指示:
以下のエントリすべてについて、「Target」を「Label」に置き換えて書き直す。それ以外は変えず、画像は省く。

エントリ抜粋:

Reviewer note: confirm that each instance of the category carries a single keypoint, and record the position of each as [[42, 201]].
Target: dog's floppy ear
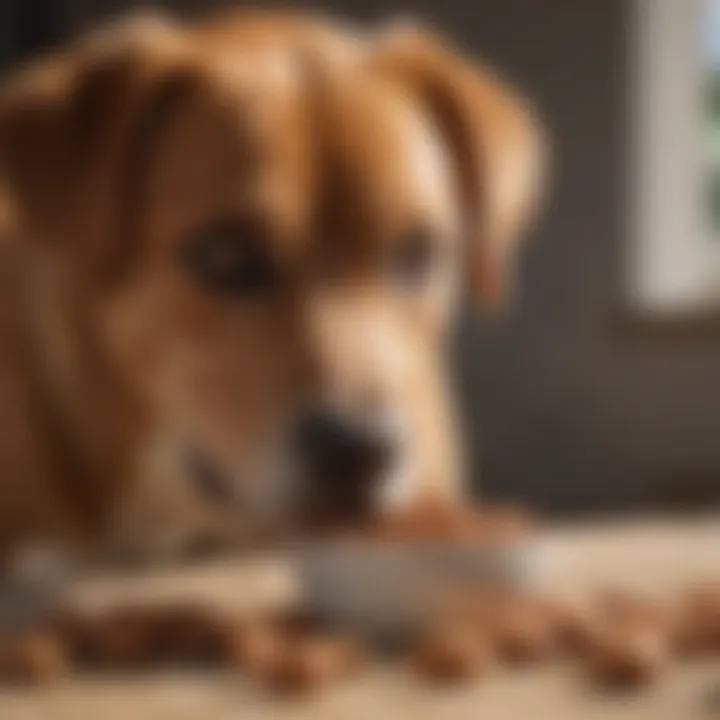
[[68, 124], [496, 142]]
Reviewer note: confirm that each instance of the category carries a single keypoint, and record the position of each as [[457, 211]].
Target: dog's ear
[[494, 137], [68, 126]]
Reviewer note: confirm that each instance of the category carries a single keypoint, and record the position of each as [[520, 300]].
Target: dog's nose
[[343, 460]]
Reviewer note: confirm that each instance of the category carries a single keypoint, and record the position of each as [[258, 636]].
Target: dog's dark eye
[[232, 259], [414, 258]]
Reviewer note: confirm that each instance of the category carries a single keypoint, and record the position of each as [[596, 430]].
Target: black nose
[[342, 461]]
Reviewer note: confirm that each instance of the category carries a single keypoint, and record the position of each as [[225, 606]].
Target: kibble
[[450, 654], [32, 658]]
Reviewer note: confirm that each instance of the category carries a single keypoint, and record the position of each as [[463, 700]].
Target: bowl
[[388, 589]]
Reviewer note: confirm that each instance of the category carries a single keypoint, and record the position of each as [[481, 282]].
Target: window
[[675, 162]]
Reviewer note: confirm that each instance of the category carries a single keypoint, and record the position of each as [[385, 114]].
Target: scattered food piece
[[451, 654], [34, 658], [627, 659]]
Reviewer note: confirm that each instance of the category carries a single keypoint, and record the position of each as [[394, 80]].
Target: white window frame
[[674, 265]]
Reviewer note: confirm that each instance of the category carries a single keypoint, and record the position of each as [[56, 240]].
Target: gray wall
[[563, 410]]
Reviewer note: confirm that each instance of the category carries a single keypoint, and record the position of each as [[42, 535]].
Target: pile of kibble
[[620, 639]]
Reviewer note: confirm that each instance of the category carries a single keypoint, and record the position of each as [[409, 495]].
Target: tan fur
[[112, 153]]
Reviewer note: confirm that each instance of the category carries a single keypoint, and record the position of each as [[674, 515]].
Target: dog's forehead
[[267, 129]]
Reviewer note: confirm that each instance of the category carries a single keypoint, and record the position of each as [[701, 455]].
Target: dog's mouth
[[315, 491]]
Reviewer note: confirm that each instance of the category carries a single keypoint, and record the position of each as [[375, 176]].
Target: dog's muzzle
[[342, 463]]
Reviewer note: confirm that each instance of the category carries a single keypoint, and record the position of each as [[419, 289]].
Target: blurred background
[[600, 390]]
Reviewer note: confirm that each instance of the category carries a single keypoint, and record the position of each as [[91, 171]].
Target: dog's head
[[264, 226]]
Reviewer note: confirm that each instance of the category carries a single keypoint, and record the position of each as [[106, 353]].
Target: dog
[[230, 255]]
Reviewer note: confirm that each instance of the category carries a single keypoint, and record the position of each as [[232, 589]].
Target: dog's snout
[[344, 460], [327, 441]]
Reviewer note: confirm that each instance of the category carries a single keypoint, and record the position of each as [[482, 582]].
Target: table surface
[[652, 554]]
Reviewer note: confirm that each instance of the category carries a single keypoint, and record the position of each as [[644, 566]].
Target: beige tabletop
[[655, 554]]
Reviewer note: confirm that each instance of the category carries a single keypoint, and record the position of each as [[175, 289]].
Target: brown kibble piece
[[33, 658], [255, 646], [628, 659], [450, 654], [190, 633], [574, 621], [523, 633], [123, 637], [310, 663]]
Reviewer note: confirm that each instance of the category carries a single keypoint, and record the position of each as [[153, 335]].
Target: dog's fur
[[338, 143]]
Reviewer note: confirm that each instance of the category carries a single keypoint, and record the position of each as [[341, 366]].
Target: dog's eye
[[414, 258], [232, 259]]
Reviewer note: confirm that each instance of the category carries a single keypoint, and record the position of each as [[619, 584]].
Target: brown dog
[[230, 255]]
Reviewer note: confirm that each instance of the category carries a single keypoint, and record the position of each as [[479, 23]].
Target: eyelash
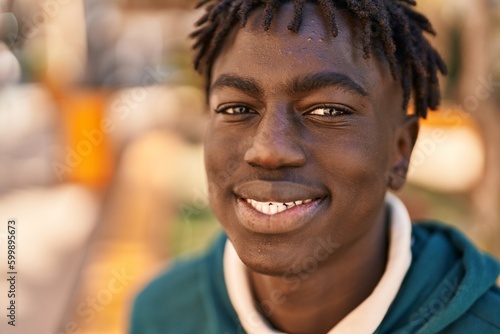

解答は以下:
Reviewer note: confirm that each instance of the category carries a single keypoint, and record the position of each as [[42, 201]].
Label: dog's floppy ear
[[68, 124], [496, 142]]
Reviewer note: confirm that each instance of the category carries a single keypoint, and record the position of each as [[457, 211]].
Label: dog's ear
[[494, 137], [68, 126]]
Reviewer note: confirm that each instance of the category carries a single keypoint, and record the position of each as [[520, 300]].
Label: dog's nose
[[343, 460]]
Reviewer note: confirm that each instance of the category carries a single keypoint, and record the position of each as [[258, 636]].
Label: dog's dark eye
[[232, 259], [414, 258]]
Reviewer note: confirm that each instance of the category carries a single keypoint, and record the position of each as [[596, 430]].
Label: black nose
[[342, 461]]
Reviewer note: confirm that each instance of the category carries a single keypoint, and record the position of each as [[225, 606]].
Label: kibble
[[450, 654], [32, 658]]
Reviewer note: confirm that each instance of the category carries a single keypoint, and record the position of each as [[463, 700]].
Label: bowl
[[388, 589]]
Reviewer note: confirm that each instance of the category carries a single keypoint, and record the position of each as [[481, 282]].
Label: window
[[675, 162]]
Reviewer note: confirm that each instance of the category carries a single keypoint, and record the position of each as [[385, 114]].
Label: scattered food piece
[[451, 654], [34, 658], [627, 659]]
Reviewer note: confirm that each instance of the category carries a single keypoint, and record the position of each as [[394, 80]].
Label: white window frame
[[674, 265]]
Reviewer note: confirm that each instance of the category carries a single keypoint, and record the position of each as [[56, 240]].
Label: gray wall
[[563, 410]]
Reviewer note: confirm that each instance of the category carries a single keypoint, and record the position of each as [[42, 535]].
Label: pile of kibble
[[620, 639]]
Reviewer note: confirm that each instance of the category carries a single keypoint, and record the position of each as [[409, 495]].
Label: tan fur
[[112, 153]]
Reviewer note: confirm that each instance of the category carries a single keypoint, and record the position of each as [[674, 515]].
Label: dog's forehead
[[267, 129]]
Reviewer note: confirm that each instance of the category carries a single keypoint, and record the position of each as [[701, 455]].
Label: dog's mouth
[[315, 491]]
Reviewer note: confirm that each instance of the category carries a single keypoint, and record the position of each as [[375, 176]].
Label: dog's muzzle
[[342, 463]]
Reviewer note: confirm that each instance of the category carries a single keypoint, and record the position of each as [[419, 289]].
Label: blurred background
[[600, 390]]
Reviewer note: confirm that each instance of the category carries a single keypoint, and record the position of each as [[91, 171]].
Label: dog's head
[[264, 226]]
Reviewer note: confirm that each instance of the category carries a single keypoint, and record the position of each as [[106, 353]].
Label: dog
[[230, 255]]
Reviewer note: confirm that each instance of the category carries a single keypoint, and record the position of each as [[232, 589]].
Label: dog's snout
[[344, 460], [327, 441]]
Reviewer note: confirm that each instance of the category carries a single keypoint, and record the position of each as [[482, 582]].
Label: table surface
[[652, 554]]
Reviewer note: confirm that each instance of the category carries a single keypoint, and record the position of each as [[644, 566]].
Label: beige tabletop
[[655, 554]]
Reviewer note: confirm that each instance of the category carries a single keypoint, and record the position of each as [[175, 289]].
Label: brown kibble piece
[[33, 658], [255, 646], [628, 659], [450, 654], [190, 633], [574, 621], [523, 633], [123, 637], [310, 663]]
Reviewer note: confirm that each instance of the category carries a single keypoint, and record the position of each as [[153, 335]].
Label: dog's fur
[[338, 143]]
Reviewer note: confirm that each instance of the category carries a single keypoint, and record the position of each as [[341, 366]].
Label: dog's eye
[[414, 258], [232, 259]]
Reviewer note: confirm that each instance of the category carries a single keypoint, and record the position of each as [[619, 584]].
Label: brown dog
[[230, 255]]
Reviewer note: confirm that each instance of the category carries a single keypoint, and record the position of each as [[479, 23]].
Label: eyelash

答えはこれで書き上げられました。